- Excerpted passage
*****

Interview: Rhiannon Sorrell

‘The Good Of The Whole’: Talking Weaving, Coding, and Indigenous Scholarship with Rhiannon Sorrell

Rhiannon Sorrell is a writer, librarian, and scholar whose work to perpetuate and share Navajo language, culture, and collections has been supported with grants from the National Endowment for the Humanities and the Andrew W. Mellon Fellowship for Diversity, Inclusion, and Cultural Heritage. This interview makes reference to the time we shared in the University of Rhode Island’s graduate school programs, where I first met Rhiannon and learned about her passion for making knowledge accessible to all and helping to strengthen her Navajo – and all Indigenous – communities. Getting to know Rhiannon and her philosophy on scholarship and its connection to community has changed the way I think about my relationship to my work. I wanted to spend this time speaking with her to celebrate her work and share her vision more widely with others.


Rachel May (RM): Can you talk a little bit about your goals as a scholar, academic, and resident of the Navajo Nation? How do you see all of these parts of yourself coming together? What was it like to return to the Navajo Nation after completing your MA/MLIS in Rhode Island?

Rhiannon Sorrell (RS): First and foremost, when you come back to the Navajo Nation, you have to embed yourself back into the community. A lot of people who come back have a hard time reestablishing that connection to the community, so they don’t tend to stay very long. You have a responsibility when you come back, to your community.

*****

- What you are asked to do
Update the stretch of the interview from "Rachel May (RM): Can" through "to your community." so that "come back" reads "return" everywhere it appears. You won't need the entries for this.

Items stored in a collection
*****

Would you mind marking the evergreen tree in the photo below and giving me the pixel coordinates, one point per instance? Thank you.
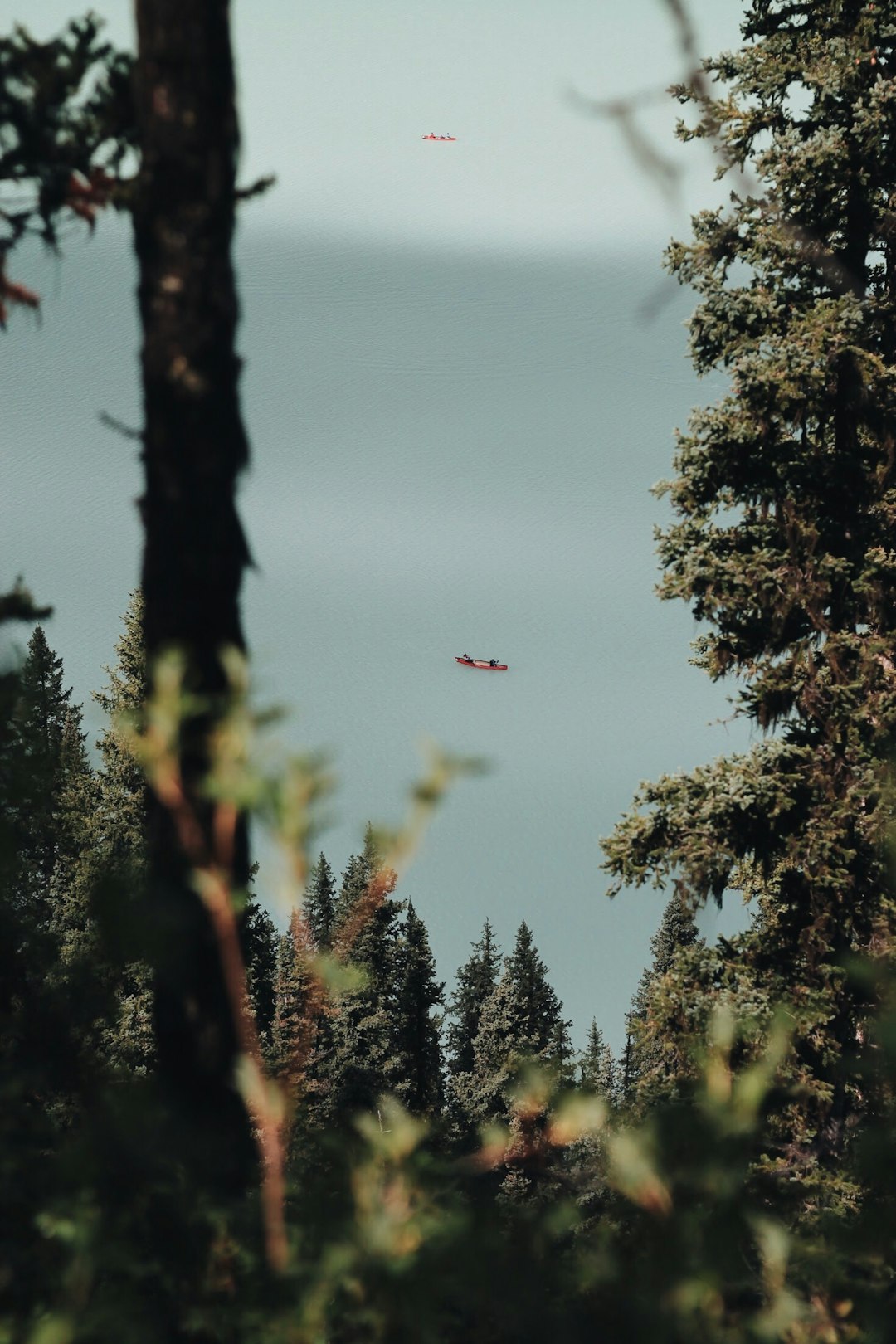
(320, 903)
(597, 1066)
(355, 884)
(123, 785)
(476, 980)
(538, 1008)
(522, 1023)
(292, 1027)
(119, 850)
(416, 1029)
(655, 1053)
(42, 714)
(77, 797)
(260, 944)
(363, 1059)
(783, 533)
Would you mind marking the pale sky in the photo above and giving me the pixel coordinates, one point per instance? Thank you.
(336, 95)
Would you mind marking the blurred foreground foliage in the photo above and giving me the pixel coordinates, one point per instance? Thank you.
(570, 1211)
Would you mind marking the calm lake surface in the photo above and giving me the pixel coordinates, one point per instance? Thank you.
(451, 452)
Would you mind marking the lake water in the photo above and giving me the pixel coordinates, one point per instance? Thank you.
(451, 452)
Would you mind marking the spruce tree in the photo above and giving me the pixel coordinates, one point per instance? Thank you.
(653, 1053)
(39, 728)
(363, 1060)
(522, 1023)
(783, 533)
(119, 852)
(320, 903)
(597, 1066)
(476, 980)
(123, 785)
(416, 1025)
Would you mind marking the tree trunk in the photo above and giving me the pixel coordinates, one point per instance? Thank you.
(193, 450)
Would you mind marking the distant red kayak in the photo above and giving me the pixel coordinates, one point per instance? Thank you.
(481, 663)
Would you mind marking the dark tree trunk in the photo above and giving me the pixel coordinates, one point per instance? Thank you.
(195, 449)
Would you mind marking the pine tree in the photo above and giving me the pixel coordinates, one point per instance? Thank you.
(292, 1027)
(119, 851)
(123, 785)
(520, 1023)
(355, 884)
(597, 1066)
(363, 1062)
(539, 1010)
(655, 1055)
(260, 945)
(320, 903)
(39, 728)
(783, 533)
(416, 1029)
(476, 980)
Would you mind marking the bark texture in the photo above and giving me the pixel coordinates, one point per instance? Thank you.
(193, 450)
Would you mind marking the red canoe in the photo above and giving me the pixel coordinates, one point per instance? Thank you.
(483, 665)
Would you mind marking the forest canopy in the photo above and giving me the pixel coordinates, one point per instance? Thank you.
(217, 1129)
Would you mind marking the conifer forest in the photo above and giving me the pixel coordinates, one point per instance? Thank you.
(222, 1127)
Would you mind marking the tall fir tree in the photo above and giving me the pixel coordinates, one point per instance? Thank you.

*****

- Final result
Rachel May (RM): Can you talk a little bit about your goals as a scholar, academic, and resident of the Navajo Nation? How do you see all of these parts of yourself coming together? What was it like to return to the Navajo Nation after completing your MA/MLIS in Rhode Island?

Rhiannon Sorrell (RS): First and foremost, when you return to the Navajo Nation, you have to embed yourself back into the community. A lot of people who return have a hard time reestablishing that connection to the community, so they don’t tend to stay very long. You have a responsibility when you return, to your community.